ALTDORFER ALBRECHT (1480 env.-1538)
Le paysage
De très petit format, à tel point qu'on a voulu en déduire, sans raison suffisante, qu'Altdorfer avait reçu une formation de miniaturiste, ses premiers tableaux connus présentent le même caractère. À côté de saints dans des paysages, il peignit une Famille de satyres, scène sans doute imaginée par quelque humaniste, mais dont la signification reste mystérieuse. Plus étonnant est son Saint Georges combattant le dragon, car la surface du tableau est presque entièrement recouverte par les feuillages serrés d'arbres gigantesques qui font oublier le saint, minuscule, réduit au rang de prétexte au profit d'une végétation qui, jusqu'alors, ressortissait au simple décor, ce qu'on appelait un parergon.

DONNÉES DE L'EXERCICE>
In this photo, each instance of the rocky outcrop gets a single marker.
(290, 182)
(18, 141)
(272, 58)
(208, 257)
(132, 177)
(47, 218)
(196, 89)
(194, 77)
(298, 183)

TRAVAIL DEMANDÉ>
1. Traduisez en anglais la phrase suivante, tirée du texte sur Altdorfer : « À côté de saints dans des paysages, il peignit une Famille de satyres, scène sans doute imaginée par quelque humaniste, mais dont la signification reste mystérieuse. »
2. Convertissez les entrées ci-dessus en un fichier CSV à deux colonnes, requete et resultat, avec une ligne par entrée. Mettez chaque champ entre guillemets et remplacez les sauts de ligne par des espaces.

CORRIGÉ DES EXERCICES>
1. Alongside saints in landscapes, he painted a Family of Satyrs, a scene no doubt devised by some humanist, but whose meaning remains mysterious.

2.
requete,resultat
"In this photo, each instance of the rocky outcrop gets a single marker.","(290, 182) (18, 141) (272, 58) (208, 257) (132, 177) (47, 218) (196, 89) (194, 77) (298, 183)"